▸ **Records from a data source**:
◇ ◇ ◇ ◇

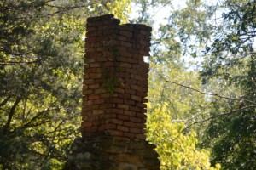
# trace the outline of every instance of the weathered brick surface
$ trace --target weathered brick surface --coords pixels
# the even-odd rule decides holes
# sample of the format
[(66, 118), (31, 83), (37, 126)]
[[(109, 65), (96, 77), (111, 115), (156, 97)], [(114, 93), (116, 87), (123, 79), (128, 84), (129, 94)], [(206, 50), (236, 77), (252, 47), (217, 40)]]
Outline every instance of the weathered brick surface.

◇ ◇ ◇ ◇

Give the data above as a Markdown table with a Row column for the row number and a Line column for each line, skipping any blank lines. Leave the pictures out of the table.

▸ **Written solution**:
| Row | Line |
|---|---|
| 1 | # trace the outline of every instance of the weathered brick surface |
| 2 | $ trace --target weathered brick surface --coords pixels |
| 3 | # the even-odd rule decides holes |
| 4 | # sample of the format |
| 5 | [(66, 118), (31, 83), (37, 126)] |
| 6 | [[(109, 65), (96, 77), (111, 115), (156, 97)], [(114, 93), (116, 87), (123, 79), (128, 84), (129, 94)], [(206, 50), (236, 77), (252, 47), (217, 40)]] |
| 7 | Outline every instance of the weathered brick surface. |